## [Testo da analizzare]
________________________

Le autorità di Pechino hanno finalmente deciso di intervenire sulla detenzione illegale dei petizionisti, coloro che arrivano nella capitale per lamentare abusi e pratiche scorrette subiti nei loro paesi d’orgigine, nelle cosiddette black jail. La notizia è del Beijing News.
La Cina è un mix di passato e futuro: si passa dalla Shanghai Blade Runner ai villaggi rurali con strade sterrate e povertà diffusa. Ci sono ancora pratiche antiche, pur essendo un paese lanciato verso il futuro.
Una di queste è la consuetudine delle petizioni: dalle campagne ancora oggi giungono a Pechino molte persone con reclami nei confronti delle autorità locali. Affinché questi reclami siano ascoltati, i cittadini cinesi portano le “petizioni” a Pechino, perché vengano ascoltati dai funzionari del governo centrale.
Purtroppo per loro, però, nella maggioranza dei casi i petizionisti vengono bloccati e rispediti indietro già nel momento in cui mettono per terra il piede in stazione.
Chi riesce a superare i primi controlli spesso non ha destino migliore: finisce nelle “black jail”, prigioni illegali, case di Pechino adibite a centri di sorveglianza, gestiti nella maggior parte dei casi da imprese di sicurezza che lavorano con le autorità.
Secondo le organizzazioni per i diritti umani ci sarebbero almeno 2600 “prigioni nere”.
Il Beijing News ha riportato una novità in questa pratica: la polizia pechinese sarebbe intenta in una campagna contro queste imprese di sicurezza, per dare un “avvertimento” a questo tipo di business. Per sei mesi è annunciata tolleranza zero contro le detenzioni illegali nelle “black jail”.
Si tratta di una campagna che durerà sei mesi, con l’intento di “frenare imprese non registrate che impiegano guardie senza licenza per attività illegali, tra cui le attività di aiuto per gli uffici del governo provinciale della capitale affinché tengano i petizionisti nelle “carceri nere”.
La pratica delle petizioni consiste in una tradizione imperiale, che permette ai cittadini cinesi di esporre delle rimostranze, spesso contro le autorità locali, direttamente al governo centrale.
Per molti petizionisti però, l’avventura nella capitale si conclude con una detenzione illegale in quelle che vengono definite “black jail”.

________________________

[Descrizioni di regioni in linguaggio naturale]
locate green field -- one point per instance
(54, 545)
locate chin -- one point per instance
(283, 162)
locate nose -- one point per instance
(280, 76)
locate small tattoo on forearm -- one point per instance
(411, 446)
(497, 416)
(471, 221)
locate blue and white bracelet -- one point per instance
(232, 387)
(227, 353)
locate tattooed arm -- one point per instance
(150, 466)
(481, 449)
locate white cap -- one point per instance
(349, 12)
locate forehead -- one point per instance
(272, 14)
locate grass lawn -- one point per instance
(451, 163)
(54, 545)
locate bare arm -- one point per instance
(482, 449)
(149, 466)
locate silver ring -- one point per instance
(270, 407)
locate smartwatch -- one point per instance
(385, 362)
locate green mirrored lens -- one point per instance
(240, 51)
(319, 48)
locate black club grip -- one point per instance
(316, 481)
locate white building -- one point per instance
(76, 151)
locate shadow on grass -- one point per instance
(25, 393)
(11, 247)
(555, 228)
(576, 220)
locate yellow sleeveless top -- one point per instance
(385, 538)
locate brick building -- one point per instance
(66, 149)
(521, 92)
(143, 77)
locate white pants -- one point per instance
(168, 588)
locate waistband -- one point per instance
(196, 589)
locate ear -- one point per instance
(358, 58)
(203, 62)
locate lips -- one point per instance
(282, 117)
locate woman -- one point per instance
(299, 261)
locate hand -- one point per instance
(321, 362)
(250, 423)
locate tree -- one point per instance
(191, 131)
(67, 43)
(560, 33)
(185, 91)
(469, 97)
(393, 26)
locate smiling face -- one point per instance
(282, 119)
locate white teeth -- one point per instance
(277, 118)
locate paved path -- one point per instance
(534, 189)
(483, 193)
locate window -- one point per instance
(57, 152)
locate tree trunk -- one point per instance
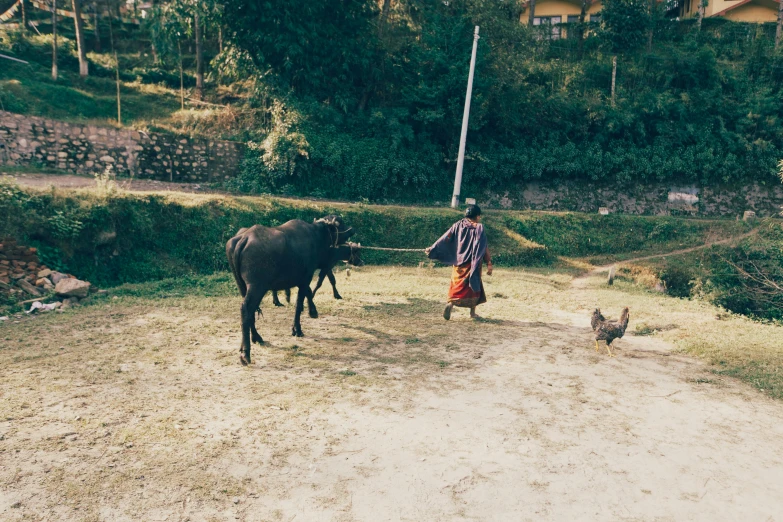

________________________

## [Attività richieste]
**1)** Traduca in inglese la seguente frase del testo sulle prigioni illegali di Pechino: «Secondo le organizzazioni per i diritti umani ci sarebbero almeno 2600 “prigioni nere”.»
**2)** Prosegua il testo sulle prigioni illegali di Pechino, riprendendo subito dopo la sua ultima frase.

## [Risposte per attività]
**1)** According to human rights organizations, there are reportedly at least 2,600 "black prisons."

**2)**
Un ufficiale di polizia, citato dal Beijing News, ha detto che “la campagna avrà tolleranza zero per queste pratiche illegali: sarà un avvertimento per l’industria che esiste una linea che non può essere più violata”.
Molte di queste “black jail” – o centri di detenzione illegali – sono sorte negli ultimi anni per punire i richiedenti che giungono nella capitale per ottenere dei risarcimenti.
“Le loro lamentele di solito hanno a che fare con requisizioni illegali di terre, corruzione e abuso di potere da parte di funzionari locali: si tratta di lamentele – ha scritto la stampa cinese – che funzionari locali considerano un imbarazzo che potrebbe compromettere la loro carriera”.
I petizionisti nel corso degli ultimi anni sono stati ascoltati da molti media che hanno raccolto le loro storie: molti di loro hanno affermato di essere stati rapiti, maltrattati, di aver subito abusi fisici e psicologici, di essere stati tenuti in isolamento per molti giorni, privati di cibo, sonno e cure mediche, finendo per essere “rimpatriati” a forza nelle proprie città di origine”.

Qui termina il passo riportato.